== Brief ==
From the records below, copy the lines that include "data".

*** Opening Source material ***

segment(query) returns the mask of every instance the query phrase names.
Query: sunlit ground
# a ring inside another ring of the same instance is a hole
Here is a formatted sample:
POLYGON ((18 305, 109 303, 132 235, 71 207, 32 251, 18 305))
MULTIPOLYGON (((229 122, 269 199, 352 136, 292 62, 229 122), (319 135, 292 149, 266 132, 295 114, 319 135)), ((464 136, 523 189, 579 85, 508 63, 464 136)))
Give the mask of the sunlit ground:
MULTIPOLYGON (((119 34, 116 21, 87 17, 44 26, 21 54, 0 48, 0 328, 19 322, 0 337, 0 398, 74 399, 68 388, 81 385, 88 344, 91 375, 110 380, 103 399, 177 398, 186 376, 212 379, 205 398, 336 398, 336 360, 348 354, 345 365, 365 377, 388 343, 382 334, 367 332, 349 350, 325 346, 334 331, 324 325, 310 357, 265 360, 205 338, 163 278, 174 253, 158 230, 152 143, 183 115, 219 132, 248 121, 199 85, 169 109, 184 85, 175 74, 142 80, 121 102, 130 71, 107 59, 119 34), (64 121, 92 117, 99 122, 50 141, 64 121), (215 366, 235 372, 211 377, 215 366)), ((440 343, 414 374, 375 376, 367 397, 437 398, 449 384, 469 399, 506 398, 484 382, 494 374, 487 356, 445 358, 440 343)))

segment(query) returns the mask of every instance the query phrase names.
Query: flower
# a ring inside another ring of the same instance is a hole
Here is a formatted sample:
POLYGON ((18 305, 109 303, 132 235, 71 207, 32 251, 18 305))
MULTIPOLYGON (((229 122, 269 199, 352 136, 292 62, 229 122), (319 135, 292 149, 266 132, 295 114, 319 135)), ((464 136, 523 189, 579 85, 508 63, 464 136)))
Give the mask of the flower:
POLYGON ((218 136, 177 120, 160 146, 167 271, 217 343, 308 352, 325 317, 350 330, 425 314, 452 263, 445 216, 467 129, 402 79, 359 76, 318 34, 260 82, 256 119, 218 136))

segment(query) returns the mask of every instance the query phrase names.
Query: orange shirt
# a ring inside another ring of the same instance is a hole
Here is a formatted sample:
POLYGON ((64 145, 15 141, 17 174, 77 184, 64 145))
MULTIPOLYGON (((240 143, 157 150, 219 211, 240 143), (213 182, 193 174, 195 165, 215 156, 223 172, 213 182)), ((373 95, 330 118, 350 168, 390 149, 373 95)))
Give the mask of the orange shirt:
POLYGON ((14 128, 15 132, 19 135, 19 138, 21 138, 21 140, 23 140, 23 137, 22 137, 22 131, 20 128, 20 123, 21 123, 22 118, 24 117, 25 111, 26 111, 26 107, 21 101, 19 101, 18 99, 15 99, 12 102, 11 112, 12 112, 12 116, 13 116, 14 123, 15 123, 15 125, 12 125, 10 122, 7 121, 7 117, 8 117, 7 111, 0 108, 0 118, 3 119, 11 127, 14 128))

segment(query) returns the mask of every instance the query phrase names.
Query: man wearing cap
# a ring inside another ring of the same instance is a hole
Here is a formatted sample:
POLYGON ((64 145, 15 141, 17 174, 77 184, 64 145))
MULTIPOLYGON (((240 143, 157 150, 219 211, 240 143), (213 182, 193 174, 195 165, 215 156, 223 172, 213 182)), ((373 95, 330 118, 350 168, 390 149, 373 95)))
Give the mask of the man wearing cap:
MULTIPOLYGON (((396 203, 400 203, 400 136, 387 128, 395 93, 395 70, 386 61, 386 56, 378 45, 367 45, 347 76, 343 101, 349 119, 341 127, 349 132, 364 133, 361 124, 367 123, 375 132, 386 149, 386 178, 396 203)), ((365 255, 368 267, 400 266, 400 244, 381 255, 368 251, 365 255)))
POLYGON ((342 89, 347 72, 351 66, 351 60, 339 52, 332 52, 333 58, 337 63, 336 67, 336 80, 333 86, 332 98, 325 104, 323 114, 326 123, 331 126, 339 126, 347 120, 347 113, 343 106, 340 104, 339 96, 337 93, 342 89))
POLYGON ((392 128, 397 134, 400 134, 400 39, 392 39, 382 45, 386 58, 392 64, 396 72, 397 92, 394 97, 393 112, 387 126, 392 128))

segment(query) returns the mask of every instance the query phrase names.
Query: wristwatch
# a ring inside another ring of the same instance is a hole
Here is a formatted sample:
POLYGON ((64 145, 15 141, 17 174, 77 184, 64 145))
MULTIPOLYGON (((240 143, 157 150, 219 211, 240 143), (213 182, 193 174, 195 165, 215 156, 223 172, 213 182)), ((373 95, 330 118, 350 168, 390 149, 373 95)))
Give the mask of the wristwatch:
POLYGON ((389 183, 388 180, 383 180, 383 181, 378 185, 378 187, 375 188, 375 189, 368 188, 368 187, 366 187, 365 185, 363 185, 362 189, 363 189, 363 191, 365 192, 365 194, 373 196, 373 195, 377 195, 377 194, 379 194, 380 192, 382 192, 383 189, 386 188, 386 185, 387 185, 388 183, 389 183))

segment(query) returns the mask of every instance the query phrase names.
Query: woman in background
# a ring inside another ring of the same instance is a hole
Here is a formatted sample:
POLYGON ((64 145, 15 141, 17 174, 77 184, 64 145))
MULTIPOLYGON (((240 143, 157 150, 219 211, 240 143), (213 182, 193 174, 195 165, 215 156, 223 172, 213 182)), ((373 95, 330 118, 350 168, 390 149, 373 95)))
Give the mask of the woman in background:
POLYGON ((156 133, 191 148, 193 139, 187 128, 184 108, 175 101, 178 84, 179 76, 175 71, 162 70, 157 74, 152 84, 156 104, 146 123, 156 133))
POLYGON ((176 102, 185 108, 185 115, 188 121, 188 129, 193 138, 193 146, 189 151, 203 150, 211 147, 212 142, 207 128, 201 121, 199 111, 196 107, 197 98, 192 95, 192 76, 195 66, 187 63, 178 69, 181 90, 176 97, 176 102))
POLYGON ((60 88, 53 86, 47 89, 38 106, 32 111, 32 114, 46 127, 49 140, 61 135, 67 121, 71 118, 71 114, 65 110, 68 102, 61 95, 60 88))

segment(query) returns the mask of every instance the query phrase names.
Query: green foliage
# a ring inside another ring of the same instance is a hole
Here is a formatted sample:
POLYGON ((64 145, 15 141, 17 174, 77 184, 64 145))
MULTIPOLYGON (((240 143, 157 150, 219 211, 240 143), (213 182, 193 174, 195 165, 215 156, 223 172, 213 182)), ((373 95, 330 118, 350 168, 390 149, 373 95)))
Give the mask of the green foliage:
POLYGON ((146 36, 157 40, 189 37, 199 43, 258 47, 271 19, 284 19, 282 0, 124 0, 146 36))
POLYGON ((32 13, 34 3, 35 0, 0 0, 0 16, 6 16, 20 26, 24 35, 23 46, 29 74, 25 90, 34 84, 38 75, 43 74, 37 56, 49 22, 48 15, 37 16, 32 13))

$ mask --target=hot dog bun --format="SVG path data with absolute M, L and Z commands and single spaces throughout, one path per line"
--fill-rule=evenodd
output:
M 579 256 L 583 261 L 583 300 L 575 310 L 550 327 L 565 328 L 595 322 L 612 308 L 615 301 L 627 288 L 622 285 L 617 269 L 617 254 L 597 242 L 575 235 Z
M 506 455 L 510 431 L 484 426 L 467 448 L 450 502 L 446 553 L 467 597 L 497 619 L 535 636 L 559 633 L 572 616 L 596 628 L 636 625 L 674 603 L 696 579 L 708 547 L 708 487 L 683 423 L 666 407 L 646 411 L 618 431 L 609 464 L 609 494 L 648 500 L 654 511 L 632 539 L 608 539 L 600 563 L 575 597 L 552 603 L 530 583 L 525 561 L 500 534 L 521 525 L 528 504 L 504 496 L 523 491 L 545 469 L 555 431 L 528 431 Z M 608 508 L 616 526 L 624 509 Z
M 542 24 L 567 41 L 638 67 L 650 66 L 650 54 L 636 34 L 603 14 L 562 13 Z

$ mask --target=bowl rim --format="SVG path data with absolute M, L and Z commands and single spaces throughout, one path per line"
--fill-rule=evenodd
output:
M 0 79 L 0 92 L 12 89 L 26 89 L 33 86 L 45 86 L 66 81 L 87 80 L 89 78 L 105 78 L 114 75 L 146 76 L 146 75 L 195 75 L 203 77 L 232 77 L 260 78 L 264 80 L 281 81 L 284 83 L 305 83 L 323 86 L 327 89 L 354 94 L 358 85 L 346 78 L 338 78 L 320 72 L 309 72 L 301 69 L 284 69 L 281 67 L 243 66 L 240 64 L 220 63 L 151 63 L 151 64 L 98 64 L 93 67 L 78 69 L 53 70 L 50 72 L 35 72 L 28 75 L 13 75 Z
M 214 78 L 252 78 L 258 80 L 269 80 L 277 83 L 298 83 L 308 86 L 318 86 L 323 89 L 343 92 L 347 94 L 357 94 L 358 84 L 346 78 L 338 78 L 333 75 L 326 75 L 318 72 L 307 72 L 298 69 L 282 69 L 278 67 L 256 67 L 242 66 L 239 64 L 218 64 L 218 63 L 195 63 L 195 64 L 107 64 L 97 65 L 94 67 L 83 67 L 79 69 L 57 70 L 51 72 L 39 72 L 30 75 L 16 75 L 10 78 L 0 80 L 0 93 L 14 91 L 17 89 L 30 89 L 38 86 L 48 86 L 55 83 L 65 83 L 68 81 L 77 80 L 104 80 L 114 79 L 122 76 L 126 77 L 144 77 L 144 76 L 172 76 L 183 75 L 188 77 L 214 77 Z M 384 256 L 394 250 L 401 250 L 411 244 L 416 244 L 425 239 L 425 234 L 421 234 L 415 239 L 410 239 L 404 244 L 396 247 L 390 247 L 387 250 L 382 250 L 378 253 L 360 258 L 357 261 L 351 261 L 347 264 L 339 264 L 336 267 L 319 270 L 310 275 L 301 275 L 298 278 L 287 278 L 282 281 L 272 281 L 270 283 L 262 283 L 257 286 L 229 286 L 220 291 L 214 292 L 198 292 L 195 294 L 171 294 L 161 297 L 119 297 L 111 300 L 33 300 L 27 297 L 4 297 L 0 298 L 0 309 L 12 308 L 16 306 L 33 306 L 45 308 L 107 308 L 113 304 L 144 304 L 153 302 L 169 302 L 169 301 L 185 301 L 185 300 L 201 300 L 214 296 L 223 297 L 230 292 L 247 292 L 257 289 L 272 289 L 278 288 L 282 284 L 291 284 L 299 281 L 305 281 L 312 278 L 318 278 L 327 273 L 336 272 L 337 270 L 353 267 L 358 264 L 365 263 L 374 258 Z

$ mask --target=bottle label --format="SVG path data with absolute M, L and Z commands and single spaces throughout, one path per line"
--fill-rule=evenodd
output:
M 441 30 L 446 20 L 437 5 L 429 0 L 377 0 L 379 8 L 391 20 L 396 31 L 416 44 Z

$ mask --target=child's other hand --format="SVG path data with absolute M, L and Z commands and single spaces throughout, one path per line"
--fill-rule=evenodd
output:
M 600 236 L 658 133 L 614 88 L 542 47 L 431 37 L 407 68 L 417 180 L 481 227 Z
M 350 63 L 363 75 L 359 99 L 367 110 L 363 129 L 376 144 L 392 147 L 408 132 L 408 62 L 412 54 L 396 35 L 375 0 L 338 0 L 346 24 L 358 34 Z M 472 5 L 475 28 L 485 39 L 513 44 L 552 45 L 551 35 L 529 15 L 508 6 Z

*** Closing Source material ***

== Task solution ==
$ mask --target=hot dog bun --format="SVG path data with absolute M, L and Z commands and single spaces throughout, one path per line"
$ mask --target=bowl rim --format="SVG path data with absolute M, L and Z commands and single spaces throughout, one path per line"
$ mask --target=bottle label --format="SVG path data with absolute M, L and Z commands and single spaces throughout, one path per line"
$ mask --target=child's other hand --format="SVG path data with absolute M, L and Z commands and single spaces throughout, one path per line"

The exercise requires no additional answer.